• TASK TO COMPLETE:
Convert the lines from the one containing "the rolling hill?" up to and including the one containing "M 161 59 L 152" into a Markdown table with the columns Row and Line. Number each row, and skip blank lines.

· · · · · · ·

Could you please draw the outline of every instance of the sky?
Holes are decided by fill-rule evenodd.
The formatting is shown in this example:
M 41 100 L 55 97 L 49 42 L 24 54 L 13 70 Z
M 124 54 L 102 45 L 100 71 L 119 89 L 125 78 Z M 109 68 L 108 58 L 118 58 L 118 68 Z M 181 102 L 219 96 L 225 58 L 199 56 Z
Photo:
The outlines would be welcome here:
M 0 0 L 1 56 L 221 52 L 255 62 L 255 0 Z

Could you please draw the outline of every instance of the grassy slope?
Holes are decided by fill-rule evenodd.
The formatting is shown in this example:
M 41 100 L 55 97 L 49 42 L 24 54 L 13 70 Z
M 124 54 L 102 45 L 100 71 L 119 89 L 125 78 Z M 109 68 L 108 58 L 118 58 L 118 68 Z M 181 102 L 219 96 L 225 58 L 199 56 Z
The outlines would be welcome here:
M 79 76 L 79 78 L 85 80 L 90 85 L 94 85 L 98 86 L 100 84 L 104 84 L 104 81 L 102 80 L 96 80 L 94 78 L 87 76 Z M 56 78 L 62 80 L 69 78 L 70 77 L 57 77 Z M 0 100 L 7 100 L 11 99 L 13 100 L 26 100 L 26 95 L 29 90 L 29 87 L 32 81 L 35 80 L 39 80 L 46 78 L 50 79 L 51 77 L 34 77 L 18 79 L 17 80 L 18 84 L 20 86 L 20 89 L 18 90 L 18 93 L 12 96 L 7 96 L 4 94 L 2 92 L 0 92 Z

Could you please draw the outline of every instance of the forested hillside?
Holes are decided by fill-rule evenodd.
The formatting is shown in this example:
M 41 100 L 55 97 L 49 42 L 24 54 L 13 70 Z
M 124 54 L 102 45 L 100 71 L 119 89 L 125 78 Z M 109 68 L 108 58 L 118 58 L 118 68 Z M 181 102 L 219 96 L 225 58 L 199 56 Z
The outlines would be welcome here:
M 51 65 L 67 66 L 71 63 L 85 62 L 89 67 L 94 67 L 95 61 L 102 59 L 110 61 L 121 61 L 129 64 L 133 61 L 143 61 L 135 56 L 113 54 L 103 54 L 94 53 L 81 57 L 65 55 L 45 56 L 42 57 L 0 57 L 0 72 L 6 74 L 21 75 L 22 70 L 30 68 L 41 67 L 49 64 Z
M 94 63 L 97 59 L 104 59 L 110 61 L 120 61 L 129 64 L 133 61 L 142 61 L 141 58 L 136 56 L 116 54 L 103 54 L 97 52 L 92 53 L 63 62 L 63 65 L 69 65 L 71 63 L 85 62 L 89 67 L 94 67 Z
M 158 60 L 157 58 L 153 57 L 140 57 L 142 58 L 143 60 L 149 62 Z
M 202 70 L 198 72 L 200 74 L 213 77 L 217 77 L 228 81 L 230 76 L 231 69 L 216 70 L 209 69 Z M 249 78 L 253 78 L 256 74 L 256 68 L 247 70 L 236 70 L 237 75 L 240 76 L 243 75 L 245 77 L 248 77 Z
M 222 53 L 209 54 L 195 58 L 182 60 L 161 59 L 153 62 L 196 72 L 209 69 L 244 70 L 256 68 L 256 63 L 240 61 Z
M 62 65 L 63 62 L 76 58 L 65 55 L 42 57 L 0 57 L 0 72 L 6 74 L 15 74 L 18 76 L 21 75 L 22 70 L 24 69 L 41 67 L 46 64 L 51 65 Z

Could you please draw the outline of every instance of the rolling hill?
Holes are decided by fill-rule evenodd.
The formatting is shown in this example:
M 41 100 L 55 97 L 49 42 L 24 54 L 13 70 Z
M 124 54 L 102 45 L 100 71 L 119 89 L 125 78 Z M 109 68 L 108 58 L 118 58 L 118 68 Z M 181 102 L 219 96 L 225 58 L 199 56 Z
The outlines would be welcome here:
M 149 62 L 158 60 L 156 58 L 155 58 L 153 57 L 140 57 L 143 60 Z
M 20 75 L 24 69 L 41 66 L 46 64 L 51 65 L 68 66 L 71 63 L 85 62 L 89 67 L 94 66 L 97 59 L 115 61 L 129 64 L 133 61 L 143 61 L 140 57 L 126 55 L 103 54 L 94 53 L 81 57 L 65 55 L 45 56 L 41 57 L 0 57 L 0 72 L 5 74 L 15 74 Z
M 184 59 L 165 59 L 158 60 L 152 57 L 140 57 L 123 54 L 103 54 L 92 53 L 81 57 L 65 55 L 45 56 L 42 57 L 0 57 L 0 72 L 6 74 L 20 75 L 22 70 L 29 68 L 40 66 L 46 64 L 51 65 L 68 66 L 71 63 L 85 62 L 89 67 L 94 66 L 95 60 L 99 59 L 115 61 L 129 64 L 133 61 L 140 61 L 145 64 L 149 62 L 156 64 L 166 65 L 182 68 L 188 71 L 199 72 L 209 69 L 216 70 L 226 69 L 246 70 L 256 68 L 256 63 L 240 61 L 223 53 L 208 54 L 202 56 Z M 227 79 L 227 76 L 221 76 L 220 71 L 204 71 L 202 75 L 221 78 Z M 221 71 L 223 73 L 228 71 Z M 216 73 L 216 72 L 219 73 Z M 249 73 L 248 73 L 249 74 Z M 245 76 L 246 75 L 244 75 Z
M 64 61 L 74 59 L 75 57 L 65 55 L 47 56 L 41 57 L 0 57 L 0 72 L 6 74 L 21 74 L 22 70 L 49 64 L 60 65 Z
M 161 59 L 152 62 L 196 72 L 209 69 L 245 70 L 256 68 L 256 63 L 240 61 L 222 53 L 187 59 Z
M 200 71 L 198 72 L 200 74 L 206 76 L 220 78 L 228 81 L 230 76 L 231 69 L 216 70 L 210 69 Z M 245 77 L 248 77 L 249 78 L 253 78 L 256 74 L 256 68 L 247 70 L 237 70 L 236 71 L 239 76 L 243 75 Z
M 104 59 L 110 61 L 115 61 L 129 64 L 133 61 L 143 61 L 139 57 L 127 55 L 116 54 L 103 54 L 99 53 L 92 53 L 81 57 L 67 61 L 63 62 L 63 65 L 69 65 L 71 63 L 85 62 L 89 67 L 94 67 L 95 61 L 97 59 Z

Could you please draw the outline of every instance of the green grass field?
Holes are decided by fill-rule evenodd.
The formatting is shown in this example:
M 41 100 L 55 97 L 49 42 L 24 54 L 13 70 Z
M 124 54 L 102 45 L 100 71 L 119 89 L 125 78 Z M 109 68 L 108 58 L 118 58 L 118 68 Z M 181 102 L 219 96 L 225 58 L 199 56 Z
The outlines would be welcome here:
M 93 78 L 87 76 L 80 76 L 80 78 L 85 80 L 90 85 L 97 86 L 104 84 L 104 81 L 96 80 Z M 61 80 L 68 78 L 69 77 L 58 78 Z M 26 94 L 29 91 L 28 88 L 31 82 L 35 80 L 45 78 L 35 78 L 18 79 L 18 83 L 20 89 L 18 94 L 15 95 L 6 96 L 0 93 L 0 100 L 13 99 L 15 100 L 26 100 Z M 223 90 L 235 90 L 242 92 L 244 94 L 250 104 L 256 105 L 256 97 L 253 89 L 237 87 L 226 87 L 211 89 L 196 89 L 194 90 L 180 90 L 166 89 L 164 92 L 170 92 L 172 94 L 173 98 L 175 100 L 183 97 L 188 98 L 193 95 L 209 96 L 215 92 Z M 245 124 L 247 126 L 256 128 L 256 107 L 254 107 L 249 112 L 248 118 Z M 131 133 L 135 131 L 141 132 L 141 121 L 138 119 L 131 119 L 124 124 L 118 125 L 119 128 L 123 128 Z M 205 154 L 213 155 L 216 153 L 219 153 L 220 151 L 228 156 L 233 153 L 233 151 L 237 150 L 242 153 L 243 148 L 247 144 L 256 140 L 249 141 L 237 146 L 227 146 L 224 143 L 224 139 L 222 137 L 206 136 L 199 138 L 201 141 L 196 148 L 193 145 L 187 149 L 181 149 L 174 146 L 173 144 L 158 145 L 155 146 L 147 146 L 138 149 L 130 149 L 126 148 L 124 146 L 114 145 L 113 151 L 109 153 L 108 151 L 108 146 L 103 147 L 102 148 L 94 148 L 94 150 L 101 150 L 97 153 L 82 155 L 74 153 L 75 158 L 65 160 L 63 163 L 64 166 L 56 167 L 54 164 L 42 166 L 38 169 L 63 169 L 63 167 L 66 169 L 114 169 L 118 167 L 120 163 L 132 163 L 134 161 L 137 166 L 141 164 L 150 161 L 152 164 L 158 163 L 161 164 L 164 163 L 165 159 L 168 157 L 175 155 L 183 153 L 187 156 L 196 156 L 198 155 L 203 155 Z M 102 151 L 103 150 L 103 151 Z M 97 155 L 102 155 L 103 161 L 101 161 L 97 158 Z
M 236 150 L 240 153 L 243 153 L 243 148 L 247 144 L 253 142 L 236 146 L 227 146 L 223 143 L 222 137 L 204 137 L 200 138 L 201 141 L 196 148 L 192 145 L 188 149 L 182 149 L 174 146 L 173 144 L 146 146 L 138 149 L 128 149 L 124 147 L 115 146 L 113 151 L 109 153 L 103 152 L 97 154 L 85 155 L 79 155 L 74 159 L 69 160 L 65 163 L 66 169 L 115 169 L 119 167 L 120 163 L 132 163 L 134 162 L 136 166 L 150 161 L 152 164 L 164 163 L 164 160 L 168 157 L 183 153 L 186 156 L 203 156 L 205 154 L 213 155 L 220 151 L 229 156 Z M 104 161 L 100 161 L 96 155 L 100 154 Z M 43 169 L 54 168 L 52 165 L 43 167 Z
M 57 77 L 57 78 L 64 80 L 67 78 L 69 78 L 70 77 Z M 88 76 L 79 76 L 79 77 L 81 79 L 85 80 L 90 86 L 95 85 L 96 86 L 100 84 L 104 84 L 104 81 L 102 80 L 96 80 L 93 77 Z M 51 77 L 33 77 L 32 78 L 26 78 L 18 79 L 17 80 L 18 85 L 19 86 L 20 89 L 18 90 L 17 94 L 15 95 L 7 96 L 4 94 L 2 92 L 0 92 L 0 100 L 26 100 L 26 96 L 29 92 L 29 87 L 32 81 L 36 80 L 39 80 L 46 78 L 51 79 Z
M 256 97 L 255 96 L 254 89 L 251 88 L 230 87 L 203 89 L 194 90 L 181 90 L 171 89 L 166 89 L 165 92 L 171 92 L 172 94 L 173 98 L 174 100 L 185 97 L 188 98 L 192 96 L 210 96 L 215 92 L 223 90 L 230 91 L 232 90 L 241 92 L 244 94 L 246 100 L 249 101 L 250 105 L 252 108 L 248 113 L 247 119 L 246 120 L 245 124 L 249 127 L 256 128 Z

· · · · · · ·

• FULL ANSWER:
| Row | Line |
|---|---|
| 1 | Could you please draw the outline of every instance of the rolling hill? |
| 2 | Holes are decided by fill-rule evenodd. |
| 3 | The formatting is shown in this example: |
| 4 | M 41 100 L 55 97 L 49 42 L 24 54 L 13 70 Z |
| 5 | M 124 54 L 102 45 L 100 71 L 119 89 L 125 78 Z M 109 68 L 108 58 L 118 58 L 118 68 Z M 181 102 L 219 96 L 225 58 L 199 56 Z |
| 6 | The outlines would be welcome here: |
| 7 | M 149 62 L 158 60 L 156 58 L 155 58 L 153 57 L 140 57 L 143 60 Z |
| 8 | M 20 75 L 24 69 L 41 66 L 46 64 L 51 65 L 68 66 L 71 63 L 85 62 L 89 67 L 94 66 L 97 59 L 115 61 L 129 64 L 133 61 L 143 61 L 140 57 L 126 55 L 103 54 L 94 53 L 81 57 L 65 55 L 45 56 L 41 57 L 0 57 L 0 72 L 5 74 L 15 74 Z |
| 9 | M 184 59 L 165 59 L 158 60 L 152 57 L 140 57 L 123 54 L 103 54 L 92 53 L 81 57 L 65 55 L 45 56 L 42 57 L 0 57 L 0 72 L 6 74 L 20 75 L 22 70 L 29 68 L 40 66 L 46 64 L 51 65 L 68 66 L 71 63 L 85 62 L 89 67 L 94 66 L 95 60 L 99 59 L 115 61 L 129 64 L 133 61 L 140 61 L 145 64 L 149 62 L 156 64 L 166 65 L 182 68 L 188 71 L 199 72 L 209 69 L 216 70 L 226 69 L 246 70 L 256 68 L 256 63 L 240 61 L 223 53 L 208 54 L 202 56 Z M 227 79 L 227 76 L 221 76 L 220 71 L 204 71 L 202 75 L 221 78 Z M 221 71 L 223 73 L 228 71 Z M 216 73 L 216 72 L 219 73 Z M 249 73 L 248 73 L 249 74 Z M 245 76 L 246 75 L 244 75 Z |
| 10 | M 64 61 L 74 59 L 75 57 L 65 55 L 47 56 L 41 57 L 0 57 L 0 72 L 6 74 L 21 74 L 22 70 L 49 64 L 60 65 Z |
| 11 | M 161 59 L 152 62 L 196 72 L 209 69 L 245 70 L 256 68 L 256 63 L 240 61 L 222 53 L 187 59 Z |